What is needed
Collect each line below that contains the word "report" and copy those lines in full.

Record excerpts
-*-
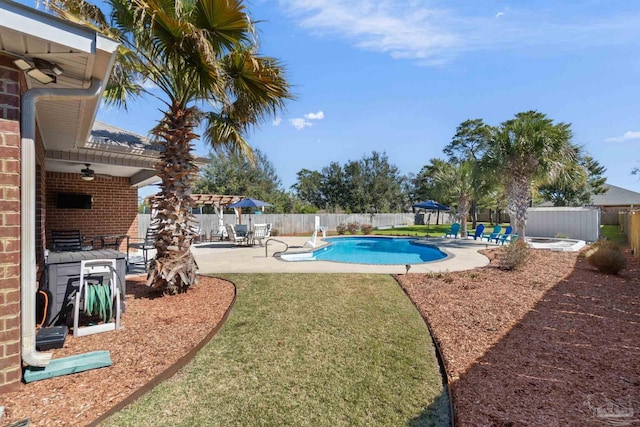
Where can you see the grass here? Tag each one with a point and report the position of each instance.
-*-
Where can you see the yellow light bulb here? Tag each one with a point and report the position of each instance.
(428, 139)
-*-
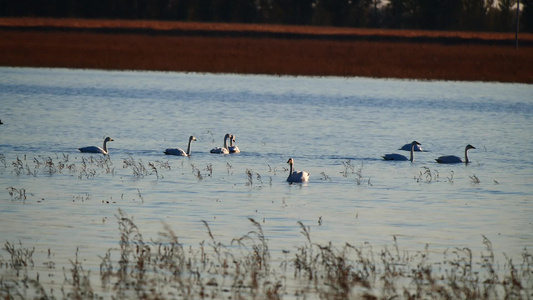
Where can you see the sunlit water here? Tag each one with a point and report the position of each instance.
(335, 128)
-*-
Response to this task
Where can you see the grass here? Tag each one with a point and report the position of each instance.
Where can you see the yellow light bulb here? Tag each one with a point and report the position of each instance.
Where can you see the sunlit water here? Tag each one with a point and report the position of each instance.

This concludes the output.